EXERCISE AIM:
Reproduce the records below exactly, but only between the lines holding "Query: off-road tire" and "like [254, 892].", inclusive.

Natural language region descriptions
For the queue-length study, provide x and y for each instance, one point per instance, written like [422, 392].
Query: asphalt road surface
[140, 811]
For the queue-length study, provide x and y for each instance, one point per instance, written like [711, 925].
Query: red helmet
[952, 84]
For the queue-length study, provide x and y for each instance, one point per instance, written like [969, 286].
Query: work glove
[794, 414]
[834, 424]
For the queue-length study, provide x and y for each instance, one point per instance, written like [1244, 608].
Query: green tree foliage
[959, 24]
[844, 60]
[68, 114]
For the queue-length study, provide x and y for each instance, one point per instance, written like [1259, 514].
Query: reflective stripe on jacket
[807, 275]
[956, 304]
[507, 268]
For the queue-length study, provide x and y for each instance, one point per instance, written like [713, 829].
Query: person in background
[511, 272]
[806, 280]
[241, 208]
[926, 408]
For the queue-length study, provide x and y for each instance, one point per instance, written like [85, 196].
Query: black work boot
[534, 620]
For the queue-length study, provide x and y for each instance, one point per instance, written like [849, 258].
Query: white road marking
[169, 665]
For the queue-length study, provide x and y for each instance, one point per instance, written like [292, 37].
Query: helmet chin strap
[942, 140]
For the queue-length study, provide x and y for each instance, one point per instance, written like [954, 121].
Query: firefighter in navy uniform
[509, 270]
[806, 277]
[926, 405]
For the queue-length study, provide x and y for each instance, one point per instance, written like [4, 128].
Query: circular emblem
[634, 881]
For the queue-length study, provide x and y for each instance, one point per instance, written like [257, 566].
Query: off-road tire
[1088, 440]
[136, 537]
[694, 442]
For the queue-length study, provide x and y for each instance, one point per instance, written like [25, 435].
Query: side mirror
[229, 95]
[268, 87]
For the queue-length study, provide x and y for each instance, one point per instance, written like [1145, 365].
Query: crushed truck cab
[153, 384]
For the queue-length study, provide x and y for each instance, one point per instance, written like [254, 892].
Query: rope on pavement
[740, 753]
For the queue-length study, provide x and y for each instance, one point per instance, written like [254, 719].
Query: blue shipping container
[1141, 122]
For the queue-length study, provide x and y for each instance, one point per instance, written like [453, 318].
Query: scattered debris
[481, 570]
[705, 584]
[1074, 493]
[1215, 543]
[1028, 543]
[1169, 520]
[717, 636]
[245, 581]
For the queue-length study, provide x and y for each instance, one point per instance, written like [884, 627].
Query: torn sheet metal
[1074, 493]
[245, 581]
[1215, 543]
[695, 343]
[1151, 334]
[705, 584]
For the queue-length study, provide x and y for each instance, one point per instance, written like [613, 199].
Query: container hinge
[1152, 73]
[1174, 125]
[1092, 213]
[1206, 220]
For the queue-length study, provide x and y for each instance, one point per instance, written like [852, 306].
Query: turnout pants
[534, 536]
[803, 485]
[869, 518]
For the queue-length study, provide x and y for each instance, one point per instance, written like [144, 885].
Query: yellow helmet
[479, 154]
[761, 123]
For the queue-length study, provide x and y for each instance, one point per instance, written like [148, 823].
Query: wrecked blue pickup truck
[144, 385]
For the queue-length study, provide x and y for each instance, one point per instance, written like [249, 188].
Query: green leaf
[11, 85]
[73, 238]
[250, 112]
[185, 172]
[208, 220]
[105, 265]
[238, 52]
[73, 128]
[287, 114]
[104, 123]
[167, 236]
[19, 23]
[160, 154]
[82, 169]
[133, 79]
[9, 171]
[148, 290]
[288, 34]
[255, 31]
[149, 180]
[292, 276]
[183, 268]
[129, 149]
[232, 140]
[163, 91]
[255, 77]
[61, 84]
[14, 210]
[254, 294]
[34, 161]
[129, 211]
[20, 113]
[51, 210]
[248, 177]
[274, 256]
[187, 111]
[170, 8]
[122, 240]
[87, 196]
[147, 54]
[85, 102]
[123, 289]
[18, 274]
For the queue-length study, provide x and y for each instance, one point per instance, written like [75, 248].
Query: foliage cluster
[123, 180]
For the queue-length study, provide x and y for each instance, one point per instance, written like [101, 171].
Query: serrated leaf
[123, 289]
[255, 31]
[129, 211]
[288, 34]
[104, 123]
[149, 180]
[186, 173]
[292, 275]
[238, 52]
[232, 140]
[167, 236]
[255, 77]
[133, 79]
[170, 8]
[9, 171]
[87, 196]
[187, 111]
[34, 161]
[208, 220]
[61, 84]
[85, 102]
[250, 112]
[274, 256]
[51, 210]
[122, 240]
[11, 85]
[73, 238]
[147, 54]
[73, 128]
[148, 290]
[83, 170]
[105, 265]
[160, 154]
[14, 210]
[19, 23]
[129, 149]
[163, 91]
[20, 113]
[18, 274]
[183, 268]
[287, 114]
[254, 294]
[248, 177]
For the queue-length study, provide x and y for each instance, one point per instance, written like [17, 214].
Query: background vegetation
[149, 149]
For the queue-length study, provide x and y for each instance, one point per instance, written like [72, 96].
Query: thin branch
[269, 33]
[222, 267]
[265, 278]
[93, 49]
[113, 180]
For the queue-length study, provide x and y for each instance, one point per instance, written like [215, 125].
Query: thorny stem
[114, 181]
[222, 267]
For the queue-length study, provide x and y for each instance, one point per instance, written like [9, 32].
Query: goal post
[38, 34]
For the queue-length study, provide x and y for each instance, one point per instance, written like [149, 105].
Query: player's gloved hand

TASK ANSWER:
Query: off-road tire
[1088, 440]
[136, 537]
[694, 442]
For the queue-length study, provide x and y for each instance, one point per instance, written like [25, 435].
Query: side mirror
[229, 95]
[268, 87]
For the queue-length study, provide x and y for each instance, one point per instance, written like [1145, 365].
Query: crushed truck cab
[153, 384]
For the queue-length study, provide x and y for each instance, one point per instance, written like [254, 892].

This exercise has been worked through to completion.